Por: Luz del Carmen Montes Pacheco

Hace muchos años aprendí que de las situaciones malas, negativas, dolorosas y hasta frustrantes siempre se puede aprender algo. No recuerdo dónde lo escuché o lo leí, pero digamos ahora que es una lección de vida. Cuando algún estudiante, amiga o familiar me confía alguna situación así, le pregunto: “¿Qué aprendiste de esto?”

Sobre ello quiero comentar. Quienes nos interesamos en asuntos educativos, en las crisis solemos restringir nuestros análisis a los ámbitos escolarizados, estrategias que usamos los docentes, actividades de aprendizaje significativo para los estudiantes, condiciones de aprendizaje, modelos educativos, etcétera. En esta ocasión la pregunta que me hago y les hago, en tiempos del Covid-19, es: “¿Qué estamos aprendiendo de esto?”. Por lo pronto, les comparto algunas reflexiones.

Primero, me doy cuenta de lo frágiles que somos como humanidad, a pesar los grandes avances científicos y tecnológicos la naturaleza da un paso adelante y nos pone en jaque con resultados devastadores, impredecibles, aunque contemos con modelos de predicción las incalculables consecuencias sociales y económicas nos desbordan.

Nuestra naturaleza humana responde multidimensionalmente con expresiones contrarias. Intelectuales, artistas, deportistas y líderes espirituales ofrecen recreación, consuelo, ánimo, esperanza, solidaridad abriendo su pensamiento y su obra porque estamos conectados. Pero, al mismo tiempo, las comunidades indígenas y otros grupos vulnerables se cierran para tratar de evitar daños.

Lo mismo surgen ciudadanos modelo que protegen a sus congéneres y se solidarizan con quienes menos tienen, que personas ignorantes que encuentran la oportunidad de agredir a quienes nos protegen.  Igual que hay empresarios responsables que salvaguardan a sus trabajadores, que empresarios que únicamente cuidan sus bienes porque los valoran más que a su propia dignidad.

--

- Solicitud de trabajo 1 -
Responde estas preguntas con base en el fragmento de página sobre lo que aprendemos del Covid-19:
(a) ¿Qué pregunta le hace la autora a un estudiante, amiga o familiar que le confía una situación mala o dolorosa?
(b) ¿Qué grupos, según el texto, se cierran para tratar de evitar daños?
(c) ¿Qué cuidan únicamente algunos empresarios, según el último párrafo?
- Solicitud de trabajo 2 -
Reescribe en forma de lista el párrafo del fragmento de página sobre el Covid-19 que empieza con “Nuestra naturaleza humana responde”, conservando sus datos principales.
- Solicitud de trabajo 3 -
Continúa el texto sobre lo que estamos aprendiendo del Covid-19 a partir de su última oración.

[Registros de origen]
--

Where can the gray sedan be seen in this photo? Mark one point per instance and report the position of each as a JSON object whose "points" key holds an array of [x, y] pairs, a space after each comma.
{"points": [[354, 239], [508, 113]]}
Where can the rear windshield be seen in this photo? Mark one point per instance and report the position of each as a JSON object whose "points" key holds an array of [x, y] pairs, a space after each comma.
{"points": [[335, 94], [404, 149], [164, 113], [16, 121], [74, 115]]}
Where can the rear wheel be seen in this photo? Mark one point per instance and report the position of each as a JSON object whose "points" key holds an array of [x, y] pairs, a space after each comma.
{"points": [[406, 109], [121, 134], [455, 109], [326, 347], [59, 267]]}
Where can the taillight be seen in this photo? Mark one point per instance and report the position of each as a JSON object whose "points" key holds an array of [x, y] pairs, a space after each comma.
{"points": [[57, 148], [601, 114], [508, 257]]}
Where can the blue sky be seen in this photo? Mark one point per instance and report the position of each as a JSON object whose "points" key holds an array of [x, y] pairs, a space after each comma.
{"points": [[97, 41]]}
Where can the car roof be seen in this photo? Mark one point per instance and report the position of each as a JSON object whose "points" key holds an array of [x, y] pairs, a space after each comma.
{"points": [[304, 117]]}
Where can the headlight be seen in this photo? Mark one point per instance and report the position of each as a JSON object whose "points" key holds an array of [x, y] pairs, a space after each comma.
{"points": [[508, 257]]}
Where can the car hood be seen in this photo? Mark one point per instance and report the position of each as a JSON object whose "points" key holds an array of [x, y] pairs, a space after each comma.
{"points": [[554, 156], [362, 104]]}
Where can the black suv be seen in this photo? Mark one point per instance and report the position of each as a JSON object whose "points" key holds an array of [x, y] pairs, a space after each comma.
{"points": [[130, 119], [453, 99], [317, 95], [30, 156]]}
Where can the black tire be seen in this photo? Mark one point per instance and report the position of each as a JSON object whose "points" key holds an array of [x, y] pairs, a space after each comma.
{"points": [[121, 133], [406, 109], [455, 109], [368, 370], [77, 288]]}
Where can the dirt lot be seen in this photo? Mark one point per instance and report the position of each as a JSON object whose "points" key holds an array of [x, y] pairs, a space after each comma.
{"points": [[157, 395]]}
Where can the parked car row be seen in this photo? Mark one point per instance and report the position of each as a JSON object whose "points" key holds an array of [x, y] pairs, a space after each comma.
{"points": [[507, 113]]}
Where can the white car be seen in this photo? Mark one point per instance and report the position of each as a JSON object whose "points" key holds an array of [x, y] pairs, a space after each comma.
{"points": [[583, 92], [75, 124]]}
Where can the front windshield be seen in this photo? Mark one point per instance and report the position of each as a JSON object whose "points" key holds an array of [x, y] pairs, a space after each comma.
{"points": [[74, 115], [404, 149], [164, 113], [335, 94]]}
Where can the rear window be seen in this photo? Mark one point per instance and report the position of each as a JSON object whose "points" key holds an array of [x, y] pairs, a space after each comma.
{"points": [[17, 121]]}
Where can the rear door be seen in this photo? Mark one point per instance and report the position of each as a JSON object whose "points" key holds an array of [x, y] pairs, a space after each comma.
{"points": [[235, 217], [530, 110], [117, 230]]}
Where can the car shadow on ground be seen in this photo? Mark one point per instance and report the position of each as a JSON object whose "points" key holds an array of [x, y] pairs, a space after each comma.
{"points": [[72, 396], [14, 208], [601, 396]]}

--

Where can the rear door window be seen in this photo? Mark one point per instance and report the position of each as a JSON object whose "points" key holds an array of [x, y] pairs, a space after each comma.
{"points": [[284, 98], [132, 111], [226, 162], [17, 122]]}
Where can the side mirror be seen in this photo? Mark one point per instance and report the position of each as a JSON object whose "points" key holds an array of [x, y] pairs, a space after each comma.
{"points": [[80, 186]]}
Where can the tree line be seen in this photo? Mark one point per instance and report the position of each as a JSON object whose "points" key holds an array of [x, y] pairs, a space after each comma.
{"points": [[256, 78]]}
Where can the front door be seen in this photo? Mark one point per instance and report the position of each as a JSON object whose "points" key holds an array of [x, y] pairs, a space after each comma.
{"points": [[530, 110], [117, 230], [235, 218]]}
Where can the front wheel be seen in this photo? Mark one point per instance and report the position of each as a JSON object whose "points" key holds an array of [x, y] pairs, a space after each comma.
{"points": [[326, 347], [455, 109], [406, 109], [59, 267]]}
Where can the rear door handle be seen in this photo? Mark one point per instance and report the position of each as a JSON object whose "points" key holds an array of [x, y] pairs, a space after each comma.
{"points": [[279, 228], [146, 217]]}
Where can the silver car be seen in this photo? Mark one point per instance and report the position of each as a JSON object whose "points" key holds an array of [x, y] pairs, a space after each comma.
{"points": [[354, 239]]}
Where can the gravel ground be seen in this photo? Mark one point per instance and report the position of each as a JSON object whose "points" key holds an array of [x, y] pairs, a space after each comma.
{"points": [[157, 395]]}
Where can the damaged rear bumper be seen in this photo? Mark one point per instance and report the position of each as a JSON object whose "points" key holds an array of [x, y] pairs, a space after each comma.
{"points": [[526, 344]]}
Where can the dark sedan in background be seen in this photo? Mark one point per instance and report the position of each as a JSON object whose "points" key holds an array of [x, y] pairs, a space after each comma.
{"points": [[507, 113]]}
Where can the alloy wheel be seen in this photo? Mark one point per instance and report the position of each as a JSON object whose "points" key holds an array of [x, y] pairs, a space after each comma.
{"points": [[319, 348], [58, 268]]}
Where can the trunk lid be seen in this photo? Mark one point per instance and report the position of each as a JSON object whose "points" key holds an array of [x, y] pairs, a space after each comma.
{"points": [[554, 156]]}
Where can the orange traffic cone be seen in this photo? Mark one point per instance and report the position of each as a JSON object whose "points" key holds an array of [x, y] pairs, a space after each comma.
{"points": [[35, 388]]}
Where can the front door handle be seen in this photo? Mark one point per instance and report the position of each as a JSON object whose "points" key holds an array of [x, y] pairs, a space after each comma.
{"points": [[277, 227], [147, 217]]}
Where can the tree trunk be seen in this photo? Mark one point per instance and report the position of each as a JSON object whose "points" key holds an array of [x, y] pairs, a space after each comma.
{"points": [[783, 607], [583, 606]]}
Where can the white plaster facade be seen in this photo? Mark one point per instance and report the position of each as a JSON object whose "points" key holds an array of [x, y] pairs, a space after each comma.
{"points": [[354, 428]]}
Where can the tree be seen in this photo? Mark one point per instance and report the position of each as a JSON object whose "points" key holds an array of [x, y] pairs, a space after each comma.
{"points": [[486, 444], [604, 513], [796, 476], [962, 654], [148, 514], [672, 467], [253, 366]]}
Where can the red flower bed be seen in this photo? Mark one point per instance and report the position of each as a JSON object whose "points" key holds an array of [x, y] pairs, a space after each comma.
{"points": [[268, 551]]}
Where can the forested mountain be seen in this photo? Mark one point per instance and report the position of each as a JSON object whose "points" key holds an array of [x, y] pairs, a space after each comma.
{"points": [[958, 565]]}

--

- Respuesta escrita 1 -
(a) “¿Qué aprendiste de esto?”
(b) Las comunidades indígenas y otros grupos vulnerables.
(c) Sus bienes.

- Respuesta escrita 2 -
- La naturaleza humana responde de manera multidimensional y con expresiones contrarias.
- Intelectuales, artistas, deportistas y líderes espirituales abren su pensamiento y su obra porque estamos conectados.
- Con ello ofrecen recreación, consuelo, ánimo, esperanza y solidaridad.
- Al mismo tiempo, las comunidades indígenas y otros grupos vulnerables se cierran para tratar de evitar daños.

- Respuesta escrita 3 -
Para quienes tenemos el privilegio de trabajar en casa, el confinamiento nos obliga a poner a prueba nuestros valores con los más próximos: pareja, hijos, padres, hermanos, abuelas, nietos o tías. La irremediable convivencia coloca y descoloca sentimientos que damos por hechos, pero que muchas veces no los experimentamos de manera tan consciente como ahora. Y no podemos perder de vista que no sólo han aumentado las expresiones de violencia intrafamiliar, también vemos en el día a día casos de niños que están mucho tiempo fuera de sus casas porque sus padres no saben qué hacer con ellos o no los aguantan, hijos que no quieren o no saben convivir con sus padres, personas que no saben vivir solas, parejas que entran en crisis. Las relaciones familiares se están recomponiendo.

¿Y qué decir de nuestros gobernantes? Tenemos un abanico fabuloso en el panorama mundial. Desde los más responsables con su pueblo hasta los que parecen “chivos en vitrina” porque hacen oídos sordos ante las recomendaciones de los expertos. Podemos apreciar presidentes más preocupados por la libre empresa y su posición de poder, mientras que otros se preocupan por quienes menos tienen y mantener el barco a flote evitando conductas corruptas.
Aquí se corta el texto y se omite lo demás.